── Text section

Bayesian Information Criterion (BIC) / Schwarz Criterion

The Bayesian Information Criterion (BIC) is an index used in Bayesian statistics to choose between two or more alternative models.

The BIC is also known as the Schwarz information criterion (abrv. SIC) or the Schwarz-Bayesian information criteria. It was published in a 1978 paper by Gideon E. Schwarz, and is closely related to the Akaike information criterion (AIC) which was formally published in 1974.

Definition of the Bayesian Information Criterion / Schwarz Criterion

The Bayesian Information Criterion (BIC) is defined as

k log(n)- 2log(L(θ̂)).

Here n is the sample size; the number of observations or number of data points you are working with. k is the number of parameters which your model estimates, and θ is the set of all parameters.

────
── Dataset extract

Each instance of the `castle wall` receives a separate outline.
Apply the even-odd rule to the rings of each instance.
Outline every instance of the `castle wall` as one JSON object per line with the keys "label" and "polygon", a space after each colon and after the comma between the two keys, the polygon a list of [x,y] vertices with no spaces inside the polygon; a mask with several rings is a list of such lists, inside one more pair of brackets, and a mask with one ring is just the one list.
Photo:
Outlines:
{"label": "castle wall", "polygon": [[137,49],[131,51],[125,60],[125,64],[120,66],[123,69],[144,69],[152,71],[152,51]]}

────

● **Task details**: Could you continue the text on the Bayesian Information Criterion, picking up right after its last sentence?

● **Response**:
L(θ̂) represents the likelihood of the model tested, given your data, when evaluated at maximum likelihood values of θ. You could call this the likelihood of the model given everything aligned to their most favorable.

Another way of understanding L(θ̂) is that it is the probability of obtaining the data which you have, supposing the model being tested was a given.

Comparing Models

Comparing models with the Bayesian information criterion simply involves calculating the BIC for each model. The model with the lowest BIC is considered the best, and can be written BIC^*(or SIC^* if you use that name and abbreviation).

We can also calculate the Δ BIC; the difference between a particular model and the ‘best’ model with the lowest BIC, and use it as an argument against the other model. Δ BIC is just BIC_model – BIC^*, where BIC* is the best model.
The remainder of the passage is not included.